Write out the stretch of the Section 377 article from "The Supreme Court overruled its own 2013 decision and" through "indefensible and arbitrary.", putting "unreasonable" in place of "irrational".
===== DOCUMENT PASSAGE
Section 377: "The society is now better for individualism..." Supreme Court said on homosexuality

New Delhi: 

Highlights

  1. Homosexuality is no longer a crime in India, Supreme Court ruled today
  2. Chief Justice Dipak Misra said: "I am what I am. So take me as I am"
  3. The Supreme Court overruled its own 2013 decision

Delivering a landmark judgement decriminalising gay consensual sex, Chief Justice of India Dipak Misra said: "I am what I am. So take me as I am."

Homosexuality is no longer a crime in India, five Supreme Court judges today ruled in a consensus judgement.

The Supreme Court overruled its own 2013 decision and said Section 377, a controversial British-era ban on consensual gay sex, is irrational, indefensible and arbitrary.

"No one can escape from their individuality...Look for the rainbow in every cloud. Section 377 is arbitrary"," said Justice Misra, who is due to retire on October 2. "Denial of self-expression is like death," he added in a judgement peppered with epochal quotes that called for a shift in the society and attitudes."

"We have to bid adieu to prejudices and to empower all citizens," the Chief Justice said. Homosexuality, said the judges, is "not a mental disorder".

"Section 377" banned "carnal intercourse against the order of nature with any man, woman or animal" - which was interpreted to refer to homosexual sex. Under the 1861 law, gay sex was punishable by up to 10 years in jail. The ban was challenged by five high-profile petitioners who said they were living in fear of being punished.

The petitioners are, Bharatnatyam dancer Navtej Singh Johar, journalist Sunil Mehra, restaurateur Ritu Dalmia, Neemrana hotel chain co-founder Aman Nath and businesswoman Ayesha Kapur.

The Chief Justice said: "Respect for individual choice is the essence of liberty; the LGBT community possesses equal rights under the Constitution. Sexual orientation is a biological phenomenon; any discrimination on these grounds is violative of fundamental rights".

Activists had been fighting the ban since the 1990s, suffering several court reverses before the  verdict today that sparked celebrations among lesbian, gay, bi-sexual and transgender groups across the country.
==========
===== DATA LISTING
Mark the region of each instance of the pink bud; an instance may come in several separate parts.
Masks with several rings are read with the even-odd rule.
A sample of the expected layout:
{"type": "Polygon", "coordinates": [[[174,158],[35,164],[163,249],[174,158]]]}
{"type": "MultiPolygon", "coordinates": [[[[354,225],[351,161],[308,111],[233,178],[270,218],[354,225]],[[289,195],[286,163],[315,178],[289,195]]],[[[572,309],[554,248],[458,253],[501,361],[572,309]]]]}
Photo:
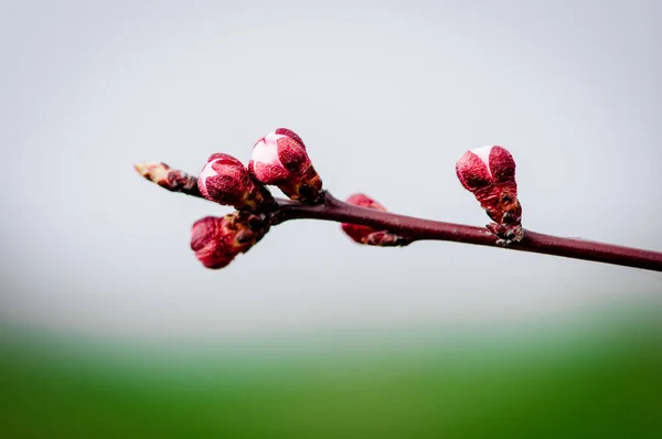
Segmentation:
{"type": "Polygon", "coordinates": [[[241,161],[224,153],[207,159],[197,178],[197,188],[205,199],[238,210],[257,211],[274,202],[267,189],[253,180],[241,161]]]}
{"type": "Polygon", "coordinates": [[[222,218],[206,216],[191,229],[191,249],[207,268],[223,268],[241,253],[246,253],[268,232],[261,216],[234,212],[222,218]]]}
{"type": "MultiPolygon", "coordinates": [[[[364,194],[354,194],[346,200],[348,204],[360,207],[374,208],[375,211],[386,212],[386,208],[364,194]]],[[[380,247],[405,246],[410,239],[395,235],[388,231],[375,231],[372,227],[359,224],[342,223],[342,229],[348,236],[359,244],[373,245],[380,247]]]]}
{"type": "Polygon", "coordinates": [[[322,190],[303,141],[287,128],[278,128],[255,143],[248,170],[257,181],[278,186],[292,200],[314,202],[322,190]]]}
{"type": "Polygon", "coordinates": [[[494,225],[490,229],[521,235],[522,206],[517,200],[515,161],[502,147],[482,147],[465,154],[456,164],[458,179],[485,210],[494,225]],[[515,227],[511,227],[515,226],[515,227]]]}
{"type": "Polygon", "coordinates": [[[141,162],[134,164],[138,173],[161,188],[172,192],[190,193],[195,188],[195,178],[166,163],[141,162]]]}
==========
- [YOUR RESPONSE]:
The Supreme Court overruled its own 2013 decision and said Section 377, a controversial British-era ban on consensual gay sex, is unreasonable, indefensible and arbitrary.